Collected data
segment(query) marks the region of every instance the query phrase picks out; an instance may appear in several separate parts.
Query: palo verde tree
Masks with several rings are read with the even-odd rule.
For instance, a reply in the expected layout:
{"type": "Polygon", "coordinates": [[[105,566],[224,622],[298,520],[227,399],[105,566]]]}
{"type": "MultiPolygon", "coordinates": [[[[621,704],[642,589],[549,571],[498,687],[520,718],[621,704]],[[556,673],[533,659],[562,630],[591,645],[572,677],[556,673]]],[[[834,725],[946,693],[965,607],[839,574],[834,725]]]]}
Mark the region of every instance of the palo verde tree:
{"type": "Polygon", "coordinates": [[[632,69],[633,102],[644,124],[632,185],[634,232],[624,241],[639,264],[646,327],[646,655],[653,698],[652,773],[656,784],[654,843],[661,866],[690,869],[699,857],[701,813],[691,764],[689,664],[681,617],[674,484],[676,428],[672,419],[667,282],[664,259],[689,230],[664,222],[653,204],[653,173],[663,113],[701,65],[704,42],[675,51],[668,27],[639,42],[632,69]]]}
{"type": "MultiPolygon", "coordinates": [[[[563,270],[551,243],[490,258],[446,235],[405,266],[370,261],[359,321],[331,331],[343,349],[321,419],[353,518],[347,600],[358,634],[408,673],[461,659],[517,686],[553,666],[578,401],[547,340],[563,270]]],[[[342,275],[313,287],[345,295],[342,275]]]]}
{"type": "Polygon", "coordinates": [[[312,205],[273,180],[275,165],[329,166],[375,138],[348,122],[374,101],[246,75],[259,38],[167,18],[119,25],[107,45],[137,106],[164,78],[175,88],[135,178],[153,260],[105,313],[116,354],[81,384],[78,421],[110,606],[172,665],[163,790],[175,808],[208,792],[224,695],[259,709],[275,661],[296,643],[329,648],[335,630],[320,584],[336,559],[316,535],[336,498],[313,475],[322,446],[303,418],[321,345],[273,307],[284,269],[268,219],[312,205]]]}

(Work item):
All entries given above are to be printed again exactly.

(Response to the exercise):
segment(query) marks the region of every instance the query phrase picks out; an instance may appear in several separate parts.
Query: palo verde tree
Masks with several rings are read with the even-odd rule.
For instance, a reply in the expected layout:
{"type": "Polygon", "coordinates": [[[105,566],[224,622],[298,520],[227,399],[105,566]]]}
{"type": "MultiPolygon", "coordinates": [[[[621,704],[642,589],[549,571],[498,687],[520,718],[621,704]],[[556,673],[533,659],[562,630],[591,645],[572,677],[556,673]]],[[[834,725],[946,693],[965,607],[839,574],[834,725]]]]}
Mark the region of every instance of the palo verde tree:
{"type": "Polygon", "coordinates": [[[632,69],[633,102],[644,124],[632,185],[634,232],[624,241],[639,264],[646,327],[646,655],[653,698],[652,773],[656,784],[654,843],[661,866],[690,869],[699,857],[701,813],[691,764],[689,664],[681,617],[674,484],[676,428],[672,419],[667,282],[664,259],[689,230],[664,222],[653,204],[653,173],[663,113],[701,65],[704,42],[675,51],[668,27],[639,42],[632,69]]]}
{"type": "MultiPolygon", "coordinates": [[[[563,270],[551,243],[490,258],[446,235],[405,266],[370,261],[359,321],[331,331],[343,349],[321,419],[353,518],[347,600],[358,634],[408,673],[461,659],[517,686],[553,666],[578,401],[547,340],[563,270]]],[[[342,275],[313,287],[345,295],[342,275]]]]}
{"type": "Polygon", "coordinates": [[[312,205],[273,180],[275,165],[329,166],[375,138],[348,122],[374,101],[246,75],[259,38],[167,18],[119,25],[107,45],[137,106],[164,78],[175,88],[135,178],[153,260],[105,313],[116,354],[81,384],[78,421],[110,606],[172,665],[163,790],[175,808],[208,792],[224,695],[259,709],[275,661],[296,643],[329,648],[335,630],[320,584],[336,559],[316,535],[336,498],[313,475],[322,446],[303,418],[321,345],[273,307],[284,269],[268,219],[312,205]]]}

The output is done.